What you are asked to do: Put each line of the material below into a JSON list of strings, one string per line, leaving out any blank lines.

==*==

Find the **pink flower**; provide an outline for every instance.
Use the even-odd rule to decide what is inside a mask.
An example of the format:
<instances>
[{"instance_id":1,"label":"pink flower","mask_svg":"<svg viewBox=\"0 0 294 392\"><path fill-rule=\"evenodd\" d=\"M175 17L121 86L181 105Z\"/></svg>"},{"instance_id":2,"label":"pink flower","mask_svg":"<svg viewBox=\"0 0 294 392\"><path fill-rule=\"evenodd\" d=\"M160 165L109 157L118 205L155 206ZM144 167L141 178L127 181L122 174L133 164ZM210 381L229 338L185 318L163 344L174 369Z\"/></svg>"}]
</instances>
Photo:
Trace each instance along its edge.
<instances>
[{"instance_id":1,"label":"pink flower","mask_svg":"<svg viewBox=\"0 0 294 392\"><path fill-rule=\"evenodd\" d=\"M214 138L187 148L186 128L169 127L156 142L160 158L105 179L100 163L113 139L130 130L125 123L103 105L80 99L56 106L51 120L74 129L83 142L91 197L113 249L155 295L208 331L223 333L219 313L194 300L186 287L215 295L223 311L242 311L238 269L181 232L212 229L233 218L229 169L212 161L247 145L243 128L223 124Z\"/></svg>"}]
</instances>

==*==

Final answer:
[
  "Find the **pink flower**; provide an outline for every instance.",
  "Use the even-odd rule to decide what is inside a mask.",
  "An example of the format:",
  "<instances>",
  "[{\"instance_id\":1,\"label\":\"pink flower\",\"mask_svg\":\"<svg viewBox=\\\"0 0 294 392\\\"><path fill-rule=\\\"evenodd\\\" d=\\\"M175 17L121 86L181 105Z\\\"/></svg>\"},{\"instance_id\":2,\"label\":\"pink flower\",\"mask_svg\":\"<svg viewBox=\\\"0 0 294 392\\\"><path fill-rule=\\\"evenodd\\\" d=\\\"M160 165L109 157L118 205L155 206ZM144 167L141 178L127 181L122 174L133 164ZM210 381L229 338L185 318L163 344L174 369Z\\\"/></svg>\"}]",
  "</instances>",
  "Photo:",
  "Trace each instance along its edge.",
  "<instances>",
  "[{\"instance_id\":1,\"label\":\"pink flower\",\"mask_svg\":\"<svg viewBox=\\\"0 0 294 392\\\"><path fill-rule=\\\"evenodd\\\" d=\\\"M214 138L187 148L186 128L169 127L156 142L160 158L105 179L100 163L113 139L130 130L125 123L103 105L80 99L56 106L51 120L74 129L83 142L91 197L113 249L155 295L208 331L223 333L219 313L194 300L186 287L215 295L223 311L242 311L238 269L181 232L212 229L233 218L229 169L212 161L247 145L243 128L223 124Z\\\"/></svg>\"}]",
  "</instances>"
]